**PASSAGE GIVEN**
Pin Assignment#

One of JITX’s superpowers comes in the form of a feature we call “Pin Assignment.” The idea is to allow the user to define the different configurations of a particular component or circuit where the designer has options.

For example, in most microcontrollers (MCU), each IO pin can be mapped to a general-purpose IO (GPIO) register peripheral or to some other application specific peripheral like I2C, SPI, etc. Its common for the GPIO pins to be mapped into “Ports” consisting of 8, 16, 32, or some other number of pins. This gives the designer options when attempting to maximize the usage of the microcontroller. When designing a PCB in a traditional schematic capture tool, the designer is often forced to pick a single configuration. The additional options may be documented as annotations or not at all. This initial option may or may not be the optimal choice. The designer won’t necessarily know until he/she has done some work on the layout and routing. This can cause churn on the design as the right IO pin is selected for this application.

In JITX, we provide a way of encoding all of the available options as declarative statements. The physical design tool then enforces these options during layout and routing so that the best option can be chosen without churn.

For more details - reference the complete design example for this document.

**RECORD LIST**
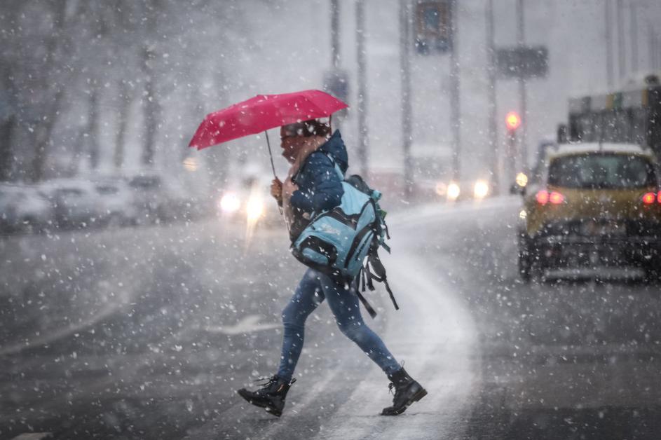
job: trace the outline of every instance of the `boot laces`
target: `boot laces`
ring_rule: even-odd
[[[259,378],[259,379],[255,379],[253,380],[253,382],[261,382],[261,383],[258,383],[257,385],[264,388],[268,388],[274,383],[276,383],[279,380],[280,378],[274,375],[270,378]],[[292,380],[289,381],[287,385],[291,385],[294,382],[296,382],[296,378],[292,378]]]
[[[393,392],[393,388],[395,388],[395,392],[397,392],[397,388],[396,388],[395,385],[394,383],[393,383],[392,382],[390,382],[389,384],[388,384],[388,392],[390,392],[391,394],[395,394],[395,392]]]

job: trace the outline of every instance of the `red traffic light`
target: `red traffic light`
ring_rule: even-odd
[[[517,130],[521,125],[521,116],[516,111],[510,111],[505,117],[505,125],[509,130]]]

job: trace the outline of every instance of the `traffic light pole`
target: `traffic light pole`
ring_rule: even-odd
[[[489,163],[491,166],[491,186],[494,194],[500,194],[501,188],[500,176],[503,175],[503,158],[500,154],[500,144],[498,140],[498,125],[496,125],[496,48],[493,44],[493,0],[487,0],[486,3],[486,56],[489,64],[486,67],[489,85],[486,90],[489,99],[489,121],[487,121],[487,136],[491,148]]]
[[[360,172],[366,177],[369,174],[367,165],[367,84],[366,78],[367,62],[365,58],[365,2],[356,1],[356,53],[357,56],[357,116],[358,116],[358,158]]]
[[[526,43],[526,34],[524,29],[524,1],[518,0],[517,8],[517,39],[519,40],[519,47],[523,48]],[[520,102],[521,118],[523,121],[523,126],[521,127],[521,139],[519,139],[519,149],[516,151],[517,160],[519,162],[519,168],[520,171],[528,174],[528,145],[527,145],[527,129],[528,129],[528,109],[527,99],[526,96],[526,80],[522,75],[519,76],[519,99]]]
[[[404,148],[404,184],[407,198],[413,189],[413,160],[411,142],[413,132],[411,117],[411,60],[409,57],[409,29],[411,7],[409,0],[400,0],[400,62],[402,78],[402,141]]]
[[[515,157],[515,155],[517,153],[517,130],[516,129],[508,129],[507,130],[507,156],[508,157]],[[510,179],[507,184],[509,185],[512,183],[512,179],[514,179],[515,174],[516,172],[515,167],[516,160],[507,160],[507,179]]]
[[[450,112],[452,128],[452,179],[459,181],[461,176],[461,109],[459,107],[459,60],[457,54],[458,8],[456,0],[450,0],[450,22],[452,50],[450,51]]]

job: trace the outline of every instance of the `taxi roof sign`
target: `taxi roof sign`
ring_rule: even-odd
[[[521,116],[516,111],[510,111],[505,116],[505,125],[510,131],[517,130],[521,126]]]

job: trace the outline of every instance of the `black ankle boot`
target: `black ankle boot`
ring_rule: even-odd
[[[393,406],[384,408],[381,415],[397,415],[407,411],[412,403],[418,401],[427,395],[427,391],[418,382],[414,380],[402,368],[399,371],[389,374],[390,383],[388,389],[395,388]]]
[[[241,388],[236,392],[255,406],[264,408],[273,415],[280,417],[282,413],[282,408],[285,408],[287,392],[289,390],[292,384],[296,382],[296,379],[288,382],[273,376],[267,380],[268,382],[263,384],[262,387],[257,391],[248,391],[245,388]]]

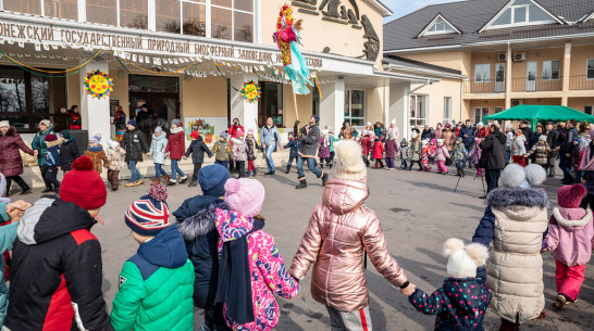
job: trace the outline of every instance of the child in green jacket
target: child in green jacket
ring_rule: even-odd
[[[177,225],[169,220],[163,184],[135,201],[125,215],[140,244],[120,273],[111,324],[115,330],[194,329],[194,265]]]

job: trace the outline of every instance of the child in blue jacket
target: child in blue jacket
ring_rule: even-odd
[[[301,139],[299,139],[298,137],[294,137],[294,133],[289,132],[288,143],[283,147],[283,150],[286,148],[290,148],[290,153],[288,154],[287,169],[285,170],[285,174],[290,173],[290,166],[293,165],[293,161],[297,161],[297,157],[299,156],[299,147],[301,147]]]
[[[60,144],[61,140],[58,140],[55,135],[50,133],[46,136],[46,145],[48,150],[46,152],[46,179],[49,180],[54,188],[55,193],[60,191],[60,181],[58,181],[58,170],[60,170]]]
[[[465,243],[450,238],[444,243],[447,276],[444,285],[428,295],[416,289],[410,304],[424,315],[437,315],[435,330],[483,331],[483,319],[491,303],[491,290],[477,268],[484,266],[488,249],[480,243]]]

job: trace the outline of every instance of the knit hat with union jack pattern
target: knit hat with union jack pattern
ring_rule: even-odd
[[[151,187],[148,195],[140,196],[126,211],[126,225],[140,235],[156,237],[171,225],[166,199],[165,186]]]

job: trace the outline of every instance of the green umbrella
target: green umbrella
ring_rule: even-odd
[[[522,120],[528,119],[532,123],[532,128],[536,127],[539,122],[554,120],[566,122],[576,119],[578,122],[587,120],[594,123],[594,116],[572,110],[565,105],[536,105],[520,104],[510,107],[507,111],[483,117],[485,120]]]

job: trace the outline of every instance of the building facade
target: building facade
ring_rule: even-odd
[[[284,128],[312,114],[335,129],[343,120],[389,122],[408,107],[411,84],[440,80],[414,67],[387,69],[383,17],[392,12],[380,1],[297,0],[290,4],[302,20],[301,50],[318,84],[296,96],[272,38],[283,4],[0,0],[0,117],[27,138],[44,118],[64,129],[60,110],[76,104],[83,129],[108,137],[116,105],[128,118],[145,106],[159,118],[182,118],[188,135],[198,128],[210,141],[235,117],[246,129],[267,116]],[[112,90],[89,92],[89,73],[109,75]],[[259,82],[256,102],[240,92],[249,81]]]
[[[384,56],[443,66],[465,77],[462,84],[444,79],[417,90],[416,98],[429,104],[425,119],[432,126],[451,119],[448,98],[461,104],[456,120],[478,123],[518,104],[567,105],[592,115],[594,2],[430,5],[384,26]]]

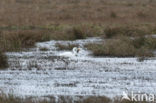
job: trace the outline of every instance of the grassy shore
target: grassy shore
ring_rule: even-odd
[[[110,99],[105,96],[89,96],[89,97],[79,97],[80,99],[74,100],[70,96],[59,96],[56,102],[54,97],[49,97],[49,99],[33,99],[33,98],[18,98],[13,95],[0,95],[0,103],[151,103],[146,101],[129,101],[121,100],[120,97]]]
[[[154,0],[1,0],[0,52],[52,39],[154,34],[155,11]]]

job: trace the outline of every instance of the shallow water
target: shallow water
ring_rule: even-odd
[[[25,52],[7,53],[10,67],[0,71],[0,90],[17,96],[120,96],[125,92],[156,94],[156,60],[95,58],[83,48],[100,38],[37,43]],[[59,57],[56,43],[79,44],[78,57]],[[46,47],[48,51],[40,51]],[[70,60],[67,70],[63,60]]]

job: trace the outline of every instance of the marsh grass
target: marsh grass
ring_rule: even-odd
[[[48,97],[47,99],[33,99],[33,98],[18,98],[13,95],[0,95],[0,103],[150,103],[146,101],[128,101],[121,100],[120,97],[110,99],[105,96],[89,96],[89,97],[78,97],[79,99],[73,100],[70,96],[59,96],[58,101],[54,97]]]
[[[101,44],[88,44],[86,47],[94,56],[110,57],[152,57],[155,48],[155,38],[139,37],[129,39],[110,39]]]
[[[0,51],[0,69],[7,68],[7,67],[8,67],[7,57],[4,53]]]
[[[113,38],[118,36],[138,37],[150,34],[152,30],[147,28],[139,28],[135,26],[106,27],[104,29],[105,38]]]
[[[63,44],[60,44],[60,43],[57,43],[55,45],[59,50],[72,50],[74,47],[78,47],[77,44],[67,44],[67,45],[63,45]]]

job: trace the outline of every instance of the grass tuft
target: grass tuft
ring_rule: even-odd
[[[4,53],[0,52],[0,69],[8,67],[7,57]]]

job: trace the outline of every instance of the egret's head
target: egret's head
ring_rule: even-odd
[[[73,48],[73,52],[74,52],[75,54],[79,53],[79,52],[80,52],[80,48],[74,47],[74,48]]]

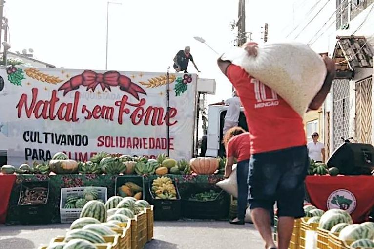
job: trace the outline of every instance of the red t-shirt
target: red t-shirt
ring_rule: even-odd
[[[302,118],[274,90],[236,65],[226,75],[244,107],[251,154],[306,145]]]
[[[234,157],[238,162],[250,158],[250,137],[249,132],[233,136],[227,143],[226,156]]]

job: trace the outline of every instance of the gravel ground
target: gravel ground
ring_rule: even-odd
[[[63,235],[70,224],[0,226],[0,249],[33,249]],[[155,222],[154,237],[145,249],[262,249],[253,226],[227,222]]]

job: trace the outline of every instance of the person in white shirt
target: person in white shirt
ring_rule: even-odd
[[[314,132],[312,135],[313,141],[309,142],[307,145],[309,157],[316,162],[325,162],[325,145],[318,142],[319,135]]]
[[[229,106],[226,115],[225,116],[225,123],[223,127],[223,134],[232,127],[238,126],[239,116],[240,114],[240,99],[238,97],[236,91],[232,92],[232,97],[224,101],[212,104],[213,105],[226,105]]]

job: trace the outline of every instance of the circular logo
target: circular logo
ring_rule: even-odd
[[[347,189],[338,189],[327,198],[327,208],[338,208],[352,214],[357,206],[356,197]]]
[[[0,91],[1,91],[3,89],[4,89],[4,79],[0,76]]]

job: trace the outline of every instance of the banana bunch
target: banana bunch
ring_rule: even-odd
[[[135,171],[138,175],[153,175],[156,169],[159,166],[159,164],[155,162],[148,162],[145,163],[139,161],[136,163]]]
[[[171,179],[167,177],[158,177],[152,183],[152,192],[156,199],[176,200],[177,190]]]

* * *

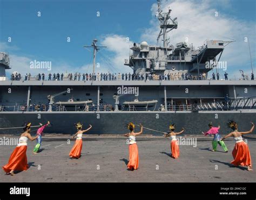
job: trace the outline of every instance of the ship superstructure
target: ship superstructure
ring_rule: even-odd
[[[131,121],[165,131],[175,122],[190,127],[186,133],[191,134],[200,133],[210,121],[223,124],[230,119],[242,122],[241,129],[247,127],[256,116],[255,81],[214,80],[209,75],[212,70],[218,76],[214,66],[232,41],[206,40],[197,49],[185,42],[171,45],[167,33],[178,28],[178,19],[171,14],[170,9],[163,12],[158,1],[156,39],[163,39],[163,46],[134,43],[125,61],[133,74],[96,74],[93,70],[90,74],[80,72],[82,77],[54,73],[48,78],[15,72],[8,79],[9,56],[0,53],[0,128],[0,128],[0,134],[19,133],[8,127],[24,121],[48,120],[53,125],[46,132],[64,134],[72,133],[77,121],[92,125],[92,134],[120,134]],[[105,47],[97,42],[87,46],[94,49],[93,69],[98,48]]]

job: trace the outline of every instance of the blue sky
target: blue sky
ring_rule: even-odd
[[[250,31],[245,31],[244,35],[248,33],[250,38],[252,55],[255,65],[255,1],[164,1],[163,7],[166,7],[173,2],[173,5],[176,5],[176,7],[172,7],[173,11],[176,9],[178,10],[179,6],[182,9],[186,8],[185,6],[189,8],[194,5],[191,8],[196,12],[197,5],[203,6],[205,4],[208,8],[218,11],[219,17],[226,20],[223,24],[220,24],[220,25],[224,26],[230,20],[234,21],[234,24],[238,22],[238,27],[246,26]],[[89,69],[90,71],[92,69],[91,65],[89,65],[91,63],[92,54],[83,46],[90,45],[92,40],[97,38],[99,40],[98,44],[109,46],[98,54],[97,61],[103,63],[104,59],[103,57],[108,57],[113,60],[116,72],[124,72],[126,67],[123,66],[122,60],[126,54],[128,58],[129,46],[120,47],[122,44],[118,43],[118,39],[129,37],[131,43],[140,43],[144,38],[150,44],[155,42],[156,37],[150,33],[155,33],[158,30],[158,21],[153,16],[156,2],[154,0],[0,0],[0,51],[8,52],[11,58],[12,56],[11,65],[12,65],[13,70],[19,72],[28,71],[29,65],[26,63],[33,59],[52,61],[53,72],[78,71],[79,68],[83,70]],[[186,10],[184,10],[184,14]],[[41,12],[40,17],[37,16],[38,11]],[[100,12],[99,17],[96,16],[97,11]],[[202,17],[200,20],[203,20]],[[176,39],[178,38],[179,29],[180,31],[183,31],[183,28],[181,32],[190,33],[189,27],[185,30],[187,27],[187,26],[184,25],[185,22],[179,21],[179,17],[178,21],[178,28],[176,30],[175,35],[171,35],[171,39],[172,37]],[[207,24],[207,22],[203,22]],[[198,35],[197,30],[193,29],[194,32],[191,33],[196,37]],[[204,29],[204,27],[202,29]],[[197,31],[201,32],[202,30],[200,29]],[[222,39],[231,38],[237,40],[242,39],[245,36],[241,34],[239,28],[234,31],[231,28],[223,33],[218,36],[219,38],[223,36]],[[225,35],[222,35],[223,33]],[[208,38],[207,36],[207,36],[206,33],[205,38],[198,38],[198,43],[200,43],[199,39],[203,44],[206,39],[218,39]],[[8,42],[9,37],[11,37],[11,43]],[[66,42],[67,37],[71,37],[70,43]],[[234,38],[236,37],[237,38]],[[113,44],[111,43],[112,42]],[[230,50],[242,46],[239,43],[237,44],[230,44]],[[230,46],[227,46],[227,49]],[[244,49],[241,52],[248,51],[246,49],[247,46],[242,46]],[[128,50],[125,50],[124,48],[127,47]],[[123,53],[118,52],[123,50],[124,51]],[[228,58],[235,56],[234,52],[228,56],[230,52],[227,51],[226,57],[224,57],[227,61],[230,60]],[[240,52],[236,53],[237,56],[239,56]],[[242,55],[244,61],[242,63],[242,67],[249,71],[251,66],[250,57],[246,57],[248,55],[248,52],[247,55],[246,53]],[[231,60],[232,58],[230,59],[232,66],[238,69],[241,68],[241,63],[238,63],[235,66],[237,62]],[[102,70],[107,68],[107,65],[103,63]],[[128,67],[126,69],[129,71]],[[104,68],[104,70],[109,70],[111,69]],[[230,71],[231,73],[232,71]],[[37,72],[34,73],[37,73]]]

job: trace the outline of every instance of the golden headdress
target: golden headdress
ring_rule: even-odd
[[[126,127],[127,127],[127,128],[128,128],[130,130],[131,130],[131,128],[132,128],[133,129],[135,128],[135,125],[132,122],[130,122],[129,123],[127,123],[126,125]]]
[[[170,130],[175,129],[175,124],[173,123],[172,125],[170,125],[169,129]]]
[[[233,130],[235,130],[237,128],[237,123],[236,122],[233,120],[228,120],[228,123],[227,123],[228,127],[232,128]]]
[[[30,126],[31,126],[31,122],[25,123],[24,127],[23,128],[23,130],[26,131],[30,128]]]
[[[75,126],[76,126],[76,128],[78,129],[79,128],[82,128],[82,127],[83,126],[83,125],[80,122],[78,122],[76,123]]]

**THE TASKS**
1/ Answer these questions about the Pin Assignment passage:
(a) Into what sizes of "Ports" are GPIO pins commonly mapped?
(b) In a traditional schematic capture tool, how may the additional configuration options be documented?
(c) When does the physical design tool enforce the encoded options?
2/ Reproduce everything in the Pin Assignment passage from "In JITX, we" down to "chosen without churn.".
3/ Pick up the Pin Assignment passage after its final sentence and write its next part.

**IN RESPONSE**
1/
(a) Ports of 8, 16, 32, or some other number of pins.
(b) As annotations or not at all.
(c) During layout and routing.

2/
In JITX, we provide a way of encoding all of the available options as declarative statements. The physical design tool then enforces these options during layout and routing so that the best option can be chosen without churn.

3/
Two Sides of the Problem#

The pin assignment provide typically consists of two entities:

  1. Provides - These are the available port configurations that a given component or circuit can offer.

  2. Requires - These are the demands made by some consumer who wants to acquire a port offer.

The Provides and Requires communicate their needs through a Bundle. A Bundle is a type derived from Port that demonstrates a signal mapping. For example:

class GPIO(Port):
  gpio = Port()

class DiffPair(Port):
  p = Port()
  n = Port()

Both GPIO and DiffPair are Bundles. The GPIO bundle has only a single signal. The DiffPair bundle has two signals that can each be accessed individually. A Bundle can be hierarchically constructed from Port instances or other Bundle instances.

These definitions can both be found in the jitx module - don’t recreate these yourself in your project.

GPIO Example#

Let’s continue with the GPIO example. If we consider the STM32H7, it has 8 ports, lettered A to H, with up to 16 controllable pins in each port. In JITX, we might define a component to look like this:

class STM32H7(jitx.Component):
    manufacturer = "STMicro"
    mpn = "STM32H7A3ZIT6"

    VDD = [Port() for _ in range(12)]
    VSS = [Port() for _ in range(13)]

    PA = [Port() for _ in range(16)]
    PB = [Port() for _ in range(16)]
    PC = [Port() for _ in range(16)]
    PD = [Port() for _ in range(16)]
    PE = [Port() for _ in range(16)]
    PF = {i: Port() for i in [6, 7, 8, 9, 10, 11, 14, 15]}
    PG = {i: Port() for i in [6, 7, 8, 9, 10, 11, 14]}
    PH = {i: Port() for i in [0, 1]}

Notice that I’ve organized the ports of the component to match the structure of the MCU. Ports F, G, and H don’t come with a full accountrement of pins - we only include a subset for those ports.

To provide a GPIO pin assignment for each of these ports, we need to first create a Circuit.

class MCU(jitx.Circuit):
    """STM32H7 Microcontroller Wrapper Circuit"""

    U = STM32H7()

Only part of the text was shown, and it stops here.